PROBLEM DESCRIPTION: Beginning at the line that contains "integer pixel coordinates", write out each remaining line of the entries below exactly as it stands.

Items listed in a dataset:
:::
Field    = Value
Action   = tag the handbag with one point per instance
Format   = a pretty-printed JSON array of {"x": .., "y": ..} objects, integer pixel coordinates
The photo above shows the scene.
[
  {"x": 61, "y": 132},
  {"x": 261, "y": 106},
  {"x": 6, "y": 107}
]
:::
RESULT OF THIS EXERCISE:
Format   = a pretty-printed JSON array of {"x": .., "y": ..} objects, integer pixel coordinates
The photo above shows the scene.
[
  {"x": 61, "y": 132},
  {"x": 261, "y": 106},
  {"x": 6, "y": 107}
]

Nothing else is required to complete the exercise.